*Page text*
----------
Learning and Development

How Montessori’s Human Tendencies Affect How Young Children Learn

  • How Montessori’s Human Tendencies Affect How Young Children Learn

Barbara Isaacs begins a new series on Maria Montessori’s Human Tendencies by focusing on social development…

Montessori’s perspective of human development is very much linked with her personal story. As one of the first women to qualify as a medical doctor from the University of Rome, in the early 1890s, her interest in human biology was the motivation behind her studies. She understood physiology and used this knowledge to focus on the importance of physical development as the driving force in the early years.

She also studied the brain, and was aware of the need to activate as many brain connections as possible in the first six years of life (a period she called the Absorbent Mind) and to establish them through opportunities for sensory exploration, problem solving, repetition and communication. For her, activity, particularly manipulation of the hand, was the key to establishing ‘pathways to the brain’. In other words, Montessori advocated that young children have a phenomenal capacity to learn – providing the learning is based on doing.

Natural tendencies

According to Montessori, we are born with certain human tendencies: qualities that make us unique within the animal kingdom, characteristics that are predetermined. However, how these characteristics develop depends on the conditions of our lives – our society, culture and religion as well as education, financial standing and the personal attitudes of our parents, families, friends and communities. In a nutshell, Montessori recognised that nature and nurture are constant partners of human development.

She explained that these Human Tendencies manifested themselves in sensitive periods, unique windows of opportunity when children develop certain skills and interests driven by the ‘hormic impulse’ – an inner drive that is present particularly during the first years of life. She noted that the sensitive periods are transitory and if not nurtured during the first six years of life, will disappear.
----------
*Source data*
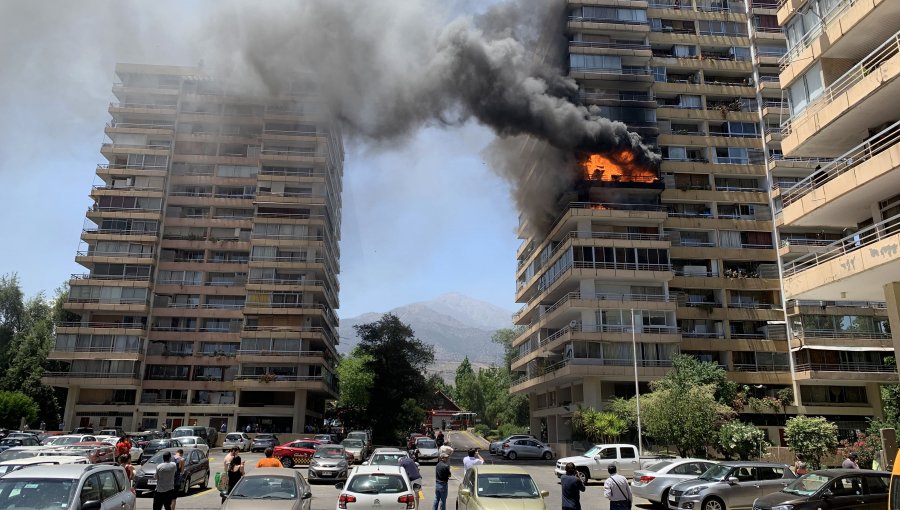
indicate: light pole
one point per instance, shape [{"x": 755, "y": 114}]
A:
[{"x": 637, "y": 389}]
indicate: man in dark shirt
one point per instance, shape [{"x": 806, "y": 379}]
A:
[
  {"x": 441, "y": 479},
  {"x": 571, "y": 486}
]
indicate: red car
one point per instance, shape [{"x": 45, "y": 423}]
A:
[{"x": 296, "y": 452}]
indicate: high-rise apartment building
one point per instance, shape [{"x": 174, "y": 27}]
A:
[
  {"x": 683, "y": 258},
  {"x": 211, "y": 259},
  {"x": 837, "y": 193}
]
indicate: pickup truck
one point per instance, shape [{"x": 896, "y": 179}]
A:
[{"x": 593, "y": 464}]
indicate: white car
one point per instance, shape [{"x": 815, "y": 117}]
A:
[
  {"x": 377, "y": 488},
  {"x": 239, "y": 439},
  {"x": 194, "y": 442}
]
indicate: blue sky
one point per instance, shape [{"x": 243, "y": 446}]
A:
[{"x": 419, "y": 220}]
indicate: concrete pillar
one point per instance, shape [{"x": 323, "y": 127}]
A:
[{"x": 299, "y": 412}]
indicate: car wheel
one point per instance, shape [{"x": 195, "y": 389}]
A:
[
  {"x": 583, "y": 475},
  {"x": 713, "y": 504}
]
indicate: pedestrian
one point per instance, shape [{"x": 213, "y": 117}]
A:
[
  {"x": 800, "y": 467},
  {"x": 269, "y": 460},
  {"x": 571, "y": 487},
  {"x": 473, "y": 459},
  {"x": 616, "y": 489},
  {"x": 441, "y": 480},
  {"x": 850, "y": 461},
  {"x": 165, "y": 483}
]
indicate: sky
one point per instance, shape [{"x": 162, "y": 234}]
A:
[{"x": 420, "y": 218}]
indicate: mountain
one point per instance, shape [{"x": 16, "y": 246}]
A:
[{"x": 457, "y": 326}]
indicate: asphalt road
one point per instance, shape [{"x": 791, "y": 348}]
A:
[{"x": 325, "y": 495}]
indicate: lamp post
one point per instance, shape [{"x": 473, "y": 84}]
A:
[{"x": 637, "y": 390}]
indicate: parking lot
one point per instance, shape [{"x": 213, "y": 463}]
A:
[{"x": 325, "y": 495}]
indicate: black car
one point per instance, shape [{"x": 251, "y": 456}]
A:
[
  {"x": 157, "y": 445},
  {"x": 263, "y": 441},
  {"x": 833, "y": 489}
]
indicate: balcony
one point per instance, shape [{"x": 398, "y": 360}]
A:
[
  {"x": 862, "y": 97},
  {"x": 855, "y": 268},
  {"x": 840, "y": 193}
]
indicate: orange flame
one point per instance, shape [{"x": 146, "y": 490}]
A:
[{"x": 618, "y": 167}]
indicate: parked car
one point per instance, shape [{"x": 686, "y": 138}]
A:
[
  {"x": 194, "y": 442},
  {"x": 426, "y": 450},
  {"x": 270, "y": 488},
  {"x": 491, "y": 487},
  {"x": 329, "y": 463},
  {"x": 654, "y": 482},
  {"x": 157, "y": 445},
  {"x": 496, "y": 446},
  {"x": 377, "y": 488},
  {"x": 731, "y": 485},
  {"x": 75, "y": 486},
  {"x": 263, "y": 441},
  {"x": 239, "y": 439},
  {"x": 526, "y": 449},
  {"x": 296, "y": 452},
  {"x": 196, "y": 471},
  {"x": 834, "y": 489},
  {"x": 593, "y": 464}
]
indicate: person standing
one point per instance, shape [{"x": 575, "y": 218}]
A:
[
  {"x": 165, "y": 483},
  {"x": 571, "y": 486},
  {"x": 850, "y": 461},
  {"x": 441, "y": 481},
  {"x": 616, "y": 489},
  {"x": 473, "y": 459}
]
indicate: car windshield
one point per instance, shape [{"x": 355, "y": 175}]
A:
[
  {"x": 265, "y": 487},
  {"x": 806, "y": 485},
  {"x": 377, "y": 483},
  {"x": 499, "y": 485},
  {"x": 715, "y": 473},
  {"x": 329, "y": 453},
  {"x": 36, "y": 493}
]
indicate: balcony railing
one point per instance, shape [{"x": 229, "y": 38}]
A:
[
  {"x": 880, "y": 55},
  {"x": 863, "y": 152},
  {"x": 869, "y": 235}
]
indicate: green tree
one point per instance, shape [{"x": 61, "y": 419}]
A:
[
  {"x": 14, "y": 406},
  {"x": 812, "y": 437},
  {"x": 399, "y": 362},
  {"x": 741, "y": 440}
]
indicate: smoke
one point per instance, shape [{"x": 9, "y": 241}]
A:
[{"x": 386, "y": 68}]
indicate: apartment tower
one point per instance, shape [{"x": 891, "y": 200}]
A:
[
  {"x": 211, "y": 260},
  {"x": 680, "y": 260},
  {"x": 836, "y": 188}
]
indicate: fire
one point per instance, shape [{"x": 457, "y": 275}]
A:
[{"x": 616, "y": 167}]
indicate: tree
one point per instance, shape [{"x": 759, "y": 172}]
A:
[
  {"x": 811, "y": 437},
  {"x": 14, "y": 406},
  {"x": 741, "y": 440},
  {"x": 399, "y": 362}
]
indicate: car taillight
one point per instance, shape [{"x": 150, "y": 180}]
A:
[{"x": 409, "y": 499}]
----------
*List of tasks*
1 - Answer these questions using the Montessori article, one answer per line, marked (a), (b), (c) to match:
(a) From which university did Montessori qualify as a medical doctor?
(b) What did she call the period covering the first six years of life?
(c) What term names the inner drive that is present particularly during the first years of life?
2 - Rewrite the paragraph of the Montessori article beginning "She also studied the brain" as a short bulleted list that keeps its main facts.
3 - Carry on the article about Montessori's Human Tendencies past its final sentence.

*Expected outputs*
1 -
(a) The University of Rome
(b) The Absorbent Mind
(c) The "hormic impulse"

2 -
- Montessori studied the brain and saw the need to activate as many brain connections as possible in the first six years of life, which she called the Absorbent Mind.
- These connections were to be established through sensory exploration, problem solving, repetition and communication.
- She saw activity, especially manipulation of the hand, as the key to building "pathways to the brain."
- She held that young children have a phenomenal capacity to learn, provided the learning is based on doing.

3 -
The learning of skills and attitudes that develop during these sensitive periods will never be as easily or naturally acquired as during the early years. For example, second language is simply absorbed during this period, as are certain physical skills such as walking, running and eyehand coordination. Parents and practitioners see the force with which the sensitive periods unfold in their daily negotiations with toddlers; for example, when their child begins to walk and repeatedly insist on climbing up the stairs or on turning on the television or demands the reading of the same book over and over. According to Montessori, these irrational behaviours are the necessary repetitions the child needs in order to develop certain skills and should be supported and encouraged.

Montessori recognised six key sensitive periods: order, small objects, movement, language, refinements of the senses and social aspects. There are others and they vary from child to child – for example, sensitivity to movement. Each one of the key sensitive periods can be linked with a Human Tendency; in the series of articles that follows I will explore these connections and give examples of how they can be supported at nursery.

Social individuals

To begin, I would like to touch upon the link between the Human Tendency for gregariousness and sensitive period for social aspects, because the main aim of nursery education has always been the socialisation of the child. This tendency is unique to human beings. We are born social individuals – this is evident in the curiosity babies show in each other and the way toddlers will be drawn to older children.

The Human Tendency for gregariousness is directly linked with the sensitive period for social aspects, which emerges around the age of three, when children are usually naturally ready to spend time away from the prime carer. It is evident in their personal independence: most children of this age are able to feed themselves, are self-sufficient in personal hygiene, can dress themselves, and are able to express their needs, wishes and interests.

According to Erikson the child’s autonomy is established between one and three years of age, and the stage of initiative is ready to flourish. This can be observed in the way children at nursery take on the social conventions of the setting – for example, eating lunch, getting ready for the garden, waiting to take turns, and being respectful and polite to each other. Children also form their first friendships with their peers, and their teachers and key persons become important adults in their lives – when meaningful secondary attachments are formed. All these aspects of the socialisation process demonstrate that the child is ready to embrace wider community and become part of a new social unit.

Barbara Isaacs is the academic director of Montessori Centre International.